Raw listing
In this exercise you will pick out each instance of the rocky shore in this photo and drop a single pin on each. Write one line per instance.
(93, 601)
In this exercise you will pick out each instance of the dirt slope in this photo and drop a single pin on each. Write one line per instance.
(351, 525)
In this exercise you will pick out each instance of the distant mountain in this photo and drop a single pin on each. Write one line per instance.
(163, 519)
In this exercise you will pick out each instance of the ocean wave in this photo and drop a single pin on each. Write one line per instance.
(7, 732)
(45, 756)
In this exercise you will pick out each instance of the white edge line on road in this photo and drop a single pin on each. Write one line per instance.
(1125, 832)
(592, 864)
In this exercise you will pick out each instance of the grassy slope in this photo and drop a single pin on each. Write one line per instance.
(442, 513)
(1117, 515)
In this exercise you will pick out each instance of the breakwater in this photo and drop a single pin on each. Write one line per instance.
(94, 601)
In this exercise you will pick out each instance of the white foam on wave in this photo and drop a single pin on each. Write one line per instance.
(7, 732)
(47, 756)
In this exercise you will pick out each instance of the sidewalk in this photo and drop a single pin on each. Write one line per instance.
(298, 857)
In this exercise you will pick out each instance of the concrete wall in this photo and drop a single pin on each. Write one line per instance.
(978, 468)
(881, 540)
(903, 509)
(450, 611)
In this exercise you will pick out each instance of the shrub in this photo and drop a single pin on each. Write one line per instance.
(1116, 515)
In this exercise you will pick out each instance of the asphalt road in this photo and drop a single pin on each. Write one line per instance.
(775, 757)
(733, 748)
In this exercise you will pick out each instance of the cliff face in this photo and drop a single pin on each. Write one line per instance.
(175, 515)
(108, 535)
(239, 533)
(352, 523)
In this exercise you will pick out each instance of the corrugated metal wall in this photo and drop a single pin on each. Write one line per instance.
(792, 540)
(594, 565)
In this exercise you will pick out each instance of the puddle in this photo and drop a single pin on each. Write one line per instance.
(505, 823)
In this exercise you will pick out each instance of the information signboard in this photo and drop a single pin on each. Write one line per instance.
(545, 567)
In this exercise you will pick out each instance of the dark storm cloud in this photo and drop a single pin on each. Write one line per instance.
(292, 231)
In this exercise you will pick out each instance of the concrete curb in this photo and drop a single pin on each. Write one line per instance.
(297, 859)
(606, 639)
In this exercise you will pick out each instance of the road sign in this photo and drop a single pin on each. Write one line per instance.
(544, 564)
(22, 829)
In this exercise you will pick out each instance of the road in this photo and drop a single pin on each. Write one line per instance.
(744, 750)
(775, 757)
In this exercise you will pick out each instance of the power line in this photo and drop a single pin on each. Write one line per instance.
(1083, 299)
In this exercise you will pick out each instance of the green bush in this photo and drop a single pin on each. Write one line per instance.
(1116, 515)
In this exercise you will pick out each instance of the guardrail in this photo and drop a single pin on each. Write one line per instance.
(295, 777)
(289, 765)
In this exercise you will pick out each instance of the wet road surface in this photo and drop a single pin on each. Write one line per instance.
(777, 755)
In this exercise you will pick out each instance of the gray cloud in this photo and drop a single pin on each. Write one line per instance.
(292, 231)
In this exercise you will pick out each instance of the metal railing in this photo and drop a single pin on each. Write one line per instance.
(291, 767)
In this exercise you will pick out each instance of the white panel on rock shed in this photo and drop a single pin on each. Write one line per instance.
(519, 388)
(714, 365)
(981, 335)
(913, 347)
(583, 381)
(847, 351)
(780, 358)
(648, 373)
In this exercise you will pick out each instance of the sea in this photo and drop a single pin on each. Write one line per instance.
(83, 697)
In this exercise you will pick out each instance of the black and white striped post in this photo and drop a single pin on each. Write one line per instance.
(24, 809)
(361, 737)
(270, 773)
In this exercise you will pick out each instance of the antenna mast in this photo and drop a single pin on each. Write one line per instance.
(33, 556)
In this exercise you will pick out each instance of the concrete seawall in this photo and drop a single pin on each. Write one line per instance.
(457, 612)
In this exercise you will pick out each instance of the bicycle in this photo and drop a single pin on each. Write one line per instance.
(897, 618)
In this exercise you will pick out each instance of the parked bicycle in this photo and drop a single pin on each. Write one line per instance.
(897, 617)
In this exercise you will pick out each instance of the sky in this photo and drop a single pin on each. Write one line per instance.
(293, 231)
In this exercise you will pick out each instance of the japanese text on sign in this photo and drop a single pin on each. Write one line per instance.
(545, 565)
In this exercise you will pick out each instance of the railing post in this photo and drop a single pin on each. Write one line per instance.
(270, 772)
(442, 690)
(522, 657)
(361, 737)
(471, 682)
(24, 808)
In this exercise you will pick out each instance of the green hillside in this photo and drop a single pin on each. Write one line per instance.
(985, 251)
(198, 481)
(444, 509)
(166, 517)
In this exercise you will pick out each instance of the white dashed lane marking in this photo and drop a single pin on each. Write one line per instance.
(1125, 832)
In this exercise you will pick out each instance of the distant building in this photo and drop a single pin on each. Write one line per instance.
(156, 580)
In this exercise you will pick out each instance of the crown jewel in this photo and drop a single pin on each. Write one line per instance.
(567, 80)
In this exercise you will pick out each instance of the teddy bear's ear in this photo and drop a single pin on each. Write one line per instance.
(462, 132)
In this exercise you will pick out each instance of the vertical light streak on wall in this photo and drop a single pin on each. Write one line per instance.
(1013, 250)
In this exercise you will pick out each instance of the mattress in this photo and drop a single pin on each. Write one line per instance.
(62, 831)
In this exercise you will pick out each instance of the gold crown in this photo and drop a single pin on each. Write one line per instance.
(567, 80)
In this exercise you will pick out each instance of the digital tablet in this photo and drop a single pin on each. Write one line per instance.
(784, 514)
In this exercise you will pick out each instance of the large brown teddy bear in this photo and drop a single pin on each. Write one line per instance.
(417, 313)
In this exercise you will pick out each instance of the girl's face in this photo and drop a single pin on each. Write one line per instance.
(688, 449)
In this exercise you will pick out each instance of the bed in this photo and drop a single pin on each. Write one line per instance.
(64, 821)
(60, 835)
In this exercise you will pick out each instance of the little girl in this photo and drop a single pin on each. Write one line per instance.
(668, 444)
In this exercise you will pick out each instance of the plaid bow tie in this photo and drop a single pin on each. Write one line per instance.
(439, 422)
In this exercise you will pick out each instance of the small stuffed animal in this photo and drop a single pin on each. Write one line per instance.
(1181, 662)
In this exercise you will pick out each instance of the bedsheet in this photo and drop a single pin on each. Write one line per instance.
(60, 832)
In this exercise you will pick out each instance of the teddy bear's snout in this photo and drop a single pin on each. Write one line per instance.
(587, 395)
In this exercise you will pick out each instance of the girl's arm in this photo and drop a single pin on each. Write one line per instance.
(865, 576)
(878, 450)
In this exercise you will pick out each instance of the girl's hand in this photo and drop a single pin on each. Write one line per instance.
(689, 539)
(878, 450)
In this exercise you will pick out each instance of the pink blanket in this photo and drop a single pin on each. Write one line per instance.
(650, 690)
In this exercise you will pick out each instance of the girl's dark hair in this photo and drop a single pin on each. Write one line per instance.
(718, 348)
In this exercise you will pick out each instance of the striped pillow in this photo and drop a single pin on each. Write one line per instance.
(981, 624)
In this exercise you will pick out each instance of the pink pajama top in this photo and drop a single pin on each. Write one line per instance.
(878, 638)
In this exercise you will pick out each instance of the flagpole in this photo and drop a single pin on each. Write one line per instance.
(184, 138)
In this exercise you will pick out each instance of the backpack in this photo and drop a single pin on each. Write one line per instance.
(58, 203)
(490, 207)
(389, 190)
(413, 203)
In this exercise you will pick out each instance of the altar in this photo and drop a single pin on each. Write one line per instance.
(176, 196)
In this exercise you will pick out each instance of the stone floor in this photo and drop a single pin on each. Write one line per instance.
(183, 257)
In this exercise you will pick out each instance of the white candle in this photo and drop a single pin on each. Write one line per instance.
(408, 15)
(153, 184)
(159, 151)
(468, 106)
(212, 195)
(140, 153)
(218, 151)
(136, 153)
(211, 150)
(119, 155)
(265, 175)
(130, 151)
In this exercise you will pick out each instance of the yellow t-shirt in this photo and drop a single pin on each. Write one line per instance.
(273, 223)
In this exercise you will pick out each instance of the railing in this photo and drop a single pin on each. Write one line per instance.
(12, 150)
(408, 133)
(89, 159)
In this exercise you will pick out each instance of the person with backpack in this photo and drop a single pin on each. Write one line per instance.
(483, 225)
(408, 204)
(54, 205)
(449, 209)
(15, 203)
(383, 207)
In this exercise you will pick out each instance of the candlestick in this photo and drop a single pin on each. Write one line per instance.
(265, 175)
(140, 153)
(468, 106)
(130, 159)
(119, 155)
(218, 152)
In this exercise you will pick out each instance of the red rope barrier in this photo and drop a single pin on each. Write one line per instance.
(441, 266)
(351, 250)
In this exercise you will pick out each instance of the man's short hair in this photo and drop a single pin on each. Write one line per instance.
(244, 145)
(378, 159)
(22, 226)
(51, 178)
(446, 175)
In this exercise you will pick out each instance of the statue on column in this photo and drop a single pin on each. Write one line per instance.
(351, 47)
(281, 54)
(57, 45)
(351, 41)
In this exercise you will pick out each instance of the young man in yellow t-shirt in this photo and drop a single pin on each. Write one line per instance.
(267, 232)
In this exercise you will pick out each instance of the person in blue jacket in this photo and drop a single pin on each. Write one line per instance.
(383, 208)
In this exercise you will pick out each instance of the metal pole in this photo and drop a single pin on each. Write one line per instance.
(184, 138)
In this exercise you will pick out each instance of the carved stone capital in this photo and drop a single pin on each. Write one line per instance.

**What you should do:**
Rewrite the listing from the line containing "of the young" down to the end with "metal pole" changed to "steel pole" and nothing else altered.

**Full answer:**
In this exercise you will pick out each instance of the young man in yellow t-shirt in this photo and drop a single pin on each. Write one line per instance.
(267, 232)
In this exercise you will pick out each instance of the person in blue jacket in this photo and drop a single pin on each. Write one line per instance.
(383, 208)
In this exercise you will pick out each instance of the steel pole in this photo and drop a single pin on each. Write one line per instance.
(184, 138)
In this exercise you will pick out each instance of the carved stone capital in this photo and drop a single pin on each. Write one line per instance.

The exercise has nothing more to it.